> Excerpted passage:
- - -

What is GitOps and how does it differ from traditional CI/CD?
GitOps is a declarative deployment paradigm where infrastructure and application desired state is in Git, and an automated agent continuously reconciles the live environment to match.
Traditional CI/CD (push model):
Developer → Git → CI builds → CD pushes to environment
→ Pipeline has direct access to deploy
→ Deploy actions are imperative (run scripts)
→ Drift between Git and environment possible
GitOps (pull model):
Developer → Git ← Agent in target environment pulls
→ Agent runs IN target environment (Flux, ArgoCD on Kubernetes)
→ Continuously reconciles state to match Git
→ No drift — agent enforces Git as source of truth
→ Roll back = revert Git commit → agent auto-rolls back
Key tools:
- Flux: Kubernetes-native GitOps controller (CNCF graduate)
- ArgoCD: Kubernetes-native GitOps with rich UI
- Azure GitOps Configuration: Microsoft-managed Flux on AKS
What are pipeline templates and how do they enforce standards?
Templates allow centrally maintained YAML defining standard CI/CD logic referenced by other pipelines.
# templates/build-dotnet.yml (in central pipeline-templates repo)
parameters:
- name: configuration
type: string
default: 'Release'
- name: runTests
type: boolean
default: true
steps:
- task: UseDotNet@2
inputs:
version: '8.0.x'
- script: dotnet restore
- script: dotnet build --configuration ${{ parameters.configuration }}
- ${{ if eq(parameters.runTests, true) }}:
- script: dotnet test --collect:"XPlat Code Coverage"
- task: PublishCodeCoverageResults@2
inputs:
codeCoverageTool: 'Cobertura'
summaryFileLocation: '**/coverage.cobertura.xml'
# Consumer pipeline:
resources:
repositories:
- repository: templates
type: git
name: PlatformTeam/pipeline-templates
steps:
- template: templates/build-dotnet.yml@templates
parameters:
configuration: 'Release'
runTests: true
Tip: Templates enforce: consistent build steps, mandatory security scans, code coverage thresholds, branding/notifications. The platform team maintains gold-standard pipelines.
5. Infrastructure as Code with Bicep
How do you implement Bicep in CI/CD?
The recommended pattern: Validate → What-If → Deploy.

- - -

> Recorded data:

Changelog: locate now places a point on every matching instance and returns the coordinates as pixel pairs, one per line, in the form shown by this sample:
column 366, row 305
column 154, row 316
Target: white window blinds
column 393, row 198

- - -

> What this exercise asks:
a - According to the DevOps excerpt, which tool provides Microsoft-managed Flux on AKS?
b - Return the part of the DevOps excerpt from "Traditional CI/CD (push" up to and including "controller (CNCF graduate)", copied without any changes.

> Answers to the problems:
a - Azure GitOps Configuration.

b -
Traditional CI/CD (push model):
Developer → Git → CI builds → CD pushes to environment
→ Pipeline has direct access to deploy
→ Deploy actions are imperative (run scripts)
→ Drift between Git and environment possible
GitOps (pull model):
Developer → Git ← Agent in target environment pulls
→ Agent runs IN target environment (Flux, ArgoCD on Kubernetes)
→ Continuously reconciles state to match Git
→ No drift — agent enforces Git as source of truth
→ Roll back = revert Git commit → agent auto-rolls back
Key tools:
- Flux: Kubernetes-native GitOps controller (CNCF graduate)